以下のデータをすべて、空行を除いて番号付きリストの形に書き直してください。
= = = = =
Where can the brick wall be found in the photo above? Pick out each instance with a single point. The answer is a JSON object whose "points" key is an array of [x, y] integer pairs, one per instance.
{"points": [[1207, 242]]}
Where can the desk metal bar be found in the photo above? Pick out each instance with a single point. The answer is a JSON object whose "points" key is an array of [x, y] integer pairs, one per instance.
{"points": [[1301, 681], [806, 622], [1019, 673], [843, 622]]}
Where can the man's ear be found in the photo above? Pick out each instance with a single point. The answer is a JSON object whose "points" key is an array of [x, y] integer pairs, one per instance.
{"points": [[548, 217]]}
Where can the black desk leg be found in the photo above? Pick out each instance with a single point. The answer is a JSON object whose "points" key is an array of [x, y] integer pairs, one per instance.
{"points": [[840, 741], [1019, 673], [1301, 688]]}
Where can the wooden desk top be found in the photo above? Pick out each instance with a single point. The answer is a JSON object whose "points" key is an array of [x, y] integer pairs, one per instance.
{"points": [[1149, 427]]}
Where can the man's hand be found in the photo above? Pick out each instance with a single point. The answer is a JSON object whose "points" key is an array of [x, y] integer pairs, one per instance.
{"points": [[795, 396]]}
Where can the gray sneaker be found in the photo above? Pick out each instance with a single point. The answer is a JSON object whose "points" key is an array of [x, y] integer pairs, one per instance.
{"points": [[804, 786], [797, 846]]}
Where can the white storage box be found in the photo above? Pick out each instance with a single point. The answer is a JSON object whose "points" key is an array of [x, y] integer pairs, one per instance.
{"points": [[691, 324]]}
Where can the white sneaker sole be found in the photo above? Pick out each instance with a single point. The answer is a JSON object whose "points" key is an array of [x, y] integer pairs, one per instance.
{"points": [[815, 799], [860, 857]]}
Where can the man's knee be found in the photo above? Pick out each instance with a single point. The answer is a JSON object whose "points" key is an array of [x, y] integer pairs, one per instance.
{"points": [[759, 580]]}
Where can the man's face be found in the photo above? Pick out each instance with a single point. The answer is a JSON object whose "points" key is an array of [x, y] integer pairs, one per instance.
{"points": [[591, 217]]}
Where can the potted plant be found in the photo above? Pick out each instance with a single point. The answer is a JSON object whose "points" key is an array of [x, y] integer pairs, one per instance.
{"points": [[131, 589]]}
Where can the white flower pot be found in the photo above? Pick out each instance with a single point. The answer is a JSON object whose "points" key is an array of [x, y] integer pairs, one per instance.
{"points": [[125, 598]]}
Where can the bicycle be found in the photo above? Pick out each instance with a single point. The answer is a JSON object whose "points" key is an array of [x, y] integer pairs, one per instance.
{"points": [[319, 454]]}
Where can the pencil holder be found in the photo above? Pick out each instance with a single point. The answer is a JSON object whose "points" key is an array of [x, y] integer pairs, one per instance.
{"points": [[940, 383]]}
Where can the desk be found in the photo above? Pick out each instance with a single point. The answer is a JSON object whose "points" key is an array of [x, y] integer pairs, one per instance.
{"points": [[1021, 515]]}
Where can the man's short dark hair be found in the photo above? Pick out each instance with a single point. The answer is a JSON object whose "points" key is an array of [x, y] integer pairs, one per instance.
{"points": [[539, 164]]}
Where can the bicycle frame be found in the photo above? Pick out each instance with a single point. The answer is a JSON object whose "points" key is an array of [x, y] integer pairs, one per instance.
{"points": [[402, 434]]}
= = = = =
最終回答:
1. Where can the brick wall be found in the photo above? Pick out each instance with a single point. The answer is a JSON object whose "points" key is an array of [x, y] integer pairs, one per instance.
2. {"points": [[1207, 242]]}
3. Where can the desk metal bar be found in the photo above? Pick out each instance with a single point. The answer is a JSON object whose "points" key is an array of [x, y] integer pairs, one per instance.
4. {"points": [[1301, 681], [806, 622], [1019, 673], [843, 622]]}
5. Where can the man's ear be found in the photo above? Pick out each instance with a single point. The answer is a JSON object whose "points" key is an array of [x, y] integer pairs, one per instance.
6. {"points": [[548, 217]]}
7. Where can the black desk leg be found in the photo above? Pick out each instance with a single point. The answer is a JSON object whose "points" key is an array of [x, y] integer pairs, one per instance.
8. {"points": [[840, 741], [1019, 673], [1301, 688]]}
9. Where can the wooden desk top be found in the photo above? Pick out each instance with a single point. The answer is a JSON object whose "points" key is an array of [x, y] integer pairs, one per instance.
10. {"points": [[1149, 427]]}
11. Where can the man's hand be found in the photo above? Pick out each instance with a single point. The answer is a JSON object whose "points" key is an array of [x, y] integer pairs, one per instance.
12. {"points": [[795, 396]]}
13. Where can the gray sneaker be found in the photo above? Pick out each instance with a single point. The answer is a JSON object whose "points" key is an array of [x, y] integer pairs, one per instance.
14. {"points": [[804, 786], [797, 846]]}
15. Where can the white storage box be found in the photo above? Pick out each instance with a single point. The answer is a JSON object whose "points" key is an array of [x, y] integer pairs, one per instance.
16. {"points": [[691, 324]]}
17. Where can the white sneaker sole be found in the photo above? Pick out each instance with a single point. The answer is a JSON object whose "points" key is an array of [x, y] integer pairs, one per instance.
18. {"points": [[815, 799], [860, 857]]}
19. Where can the man's knee be found in the photo above? Pick out each instance with a single point. The answer is a JSON object whose "points" key is an array of [x, y] integer pairs, one per instance.
20. {"points": [[759, 580]]}
21. Where can the man's face be found in the photo above? Pick out each instance with a single point. The answer is a JSON object whose "points" key is an array of [x, y] integer pairs, one per instance.
22. {"points": [[591, 217]]}
23. Where can the potted plant be found in the photo above? Pick out each instance with a single point. The answer is a JSON object whose "points" key is an array of [x, y] integer pairs, one per instance.
24. {"points": [[131, 589]]}
25. Where can the white flower pot be found in the photo above? Pick out each instance with a single point. The answer is a JSON object whose "points" key is an array of [x, y] integer pairs, one per instance.
26. {"points": [[125, 598]]}
27. Where can the bicycle be found in the photo above? Pick out each instance with a single point. The answer is a JSON object whose "points" key is an array of [x, y] integer pairs, one per instance.
28. {"points": [[319, 454]]}
29. Where can the pencil holder be found in the photo above? Pick out each instance with a single point. The answer is a JSON object whose "points" key is an array of [x, y] integer pairs, one per instance.
30. {"points": [[940, 383]]}
31. Where can the desk be found in the photo above? Pick out each instance with a single point. The answer is a JSON object whose "points" key is an array of [x, y] integer pairs, one per instance.
32. {"points": [[1021, 515]]}
33. Where can the man's short dark hair be found in the photo above? Pick out each instance with a single point. The answer is a JSON object whose "points" key is an array of [x, y] integer pairs, one per instance.
34. {"points": [[539, 164]]}
35. Where can the bicycle frame be found in the photo above? Pick out each instance with a single point. The answer is a JSON object whose "points" key is an array of [x, y] integer pairs, one per instance.
36. {"points": [[402, 434]]}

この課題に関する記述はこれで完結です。